_The data_:
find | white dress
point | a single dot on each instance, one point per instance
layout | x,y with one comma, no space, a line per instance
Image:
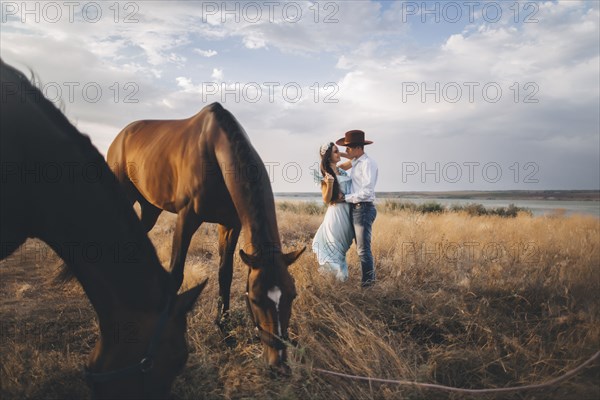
334,236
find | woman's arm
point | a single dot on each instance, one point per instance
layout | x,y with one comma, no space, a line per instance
327,188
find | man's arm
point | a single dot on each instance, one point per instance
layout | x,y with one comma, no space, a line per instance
365,190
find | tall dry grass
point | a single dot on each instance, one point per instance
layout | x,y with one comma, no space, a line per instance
465,301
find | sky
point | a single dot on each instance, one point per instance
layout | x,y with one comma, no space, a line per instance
455,95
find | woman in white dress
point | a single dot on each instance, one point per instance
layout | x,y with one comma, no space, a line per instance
334,236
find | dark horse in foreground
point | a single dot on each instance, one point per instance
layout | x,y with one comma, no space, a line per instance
205,169
57,187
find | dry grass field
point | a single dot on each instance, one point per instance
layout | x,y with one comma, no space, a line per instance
465,301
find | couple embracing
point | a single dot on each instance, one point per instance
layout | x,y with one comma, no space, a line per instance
351,211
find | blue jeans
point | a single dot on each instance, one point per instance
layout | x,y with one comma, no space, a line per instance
363,216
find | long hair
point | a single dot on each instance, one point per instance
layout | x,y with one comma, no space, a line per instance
326,168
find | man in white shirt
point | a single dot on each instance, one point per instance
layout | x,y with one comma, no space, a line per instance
364,177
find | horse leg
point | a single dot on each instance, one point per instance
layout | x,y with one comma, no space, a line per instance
150,214
228,238
187,223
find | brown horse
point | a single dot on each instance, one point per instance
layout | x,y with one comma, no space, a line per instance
57,187
204,169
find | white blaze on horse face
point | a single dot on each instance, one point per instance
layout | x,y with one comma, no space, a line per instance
275,295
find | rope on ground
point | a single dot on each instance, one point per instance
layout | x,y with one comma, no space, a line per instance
551,382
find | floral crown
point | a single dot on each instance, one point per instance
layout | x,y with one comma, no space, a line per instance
325,147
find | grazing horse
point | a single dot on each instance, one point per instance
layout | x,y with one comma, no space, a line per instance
205,169
57,187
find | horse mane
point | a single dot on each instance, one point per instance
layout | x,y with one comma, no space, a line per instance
257,189
30,93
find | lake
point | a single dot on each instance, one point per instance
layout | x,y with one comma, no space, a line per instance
537,207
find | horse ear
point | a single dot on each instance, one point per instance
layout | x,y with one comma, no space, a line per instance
249,260
186,300
289,258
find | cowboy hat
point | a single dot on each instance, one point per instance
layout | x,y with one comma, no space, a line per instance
353,138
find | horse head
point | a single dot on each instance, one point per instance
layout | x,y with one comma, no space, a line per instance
140,353
270,292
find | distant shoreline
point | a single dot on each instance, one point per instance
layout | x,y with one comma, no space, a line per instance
566,195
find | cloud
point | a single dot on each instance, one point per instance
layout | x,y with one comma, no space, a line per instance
206,53
424,92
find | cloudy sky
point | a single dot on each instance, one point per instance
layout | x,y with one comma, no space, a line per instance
456,95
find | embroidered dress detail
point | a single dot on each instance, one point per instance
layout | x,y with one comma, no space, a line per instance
334,236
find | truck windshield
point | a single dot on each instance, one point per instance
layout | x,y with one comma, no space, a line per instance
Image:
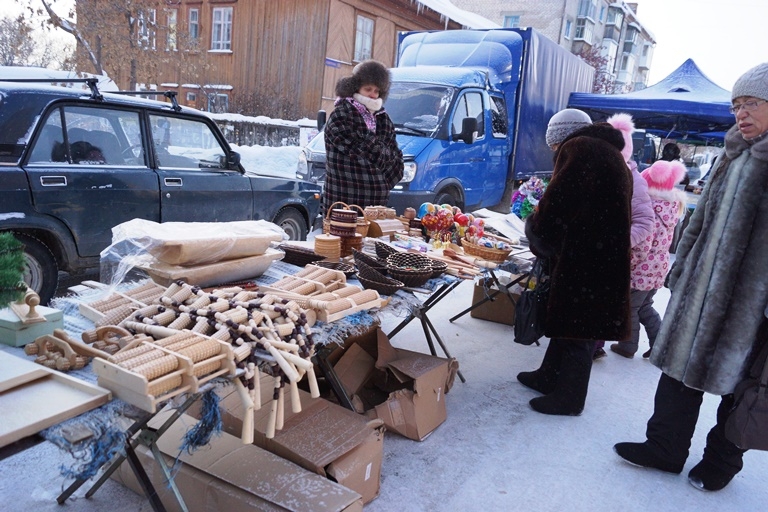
418,107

_What you are asked to do_:
Each line of the data in which the string "white" appears needs to be copied.

_Exercise response_:
find | white dress
find | woman in white dress
find | man in white shirt
find | white blaze on horse face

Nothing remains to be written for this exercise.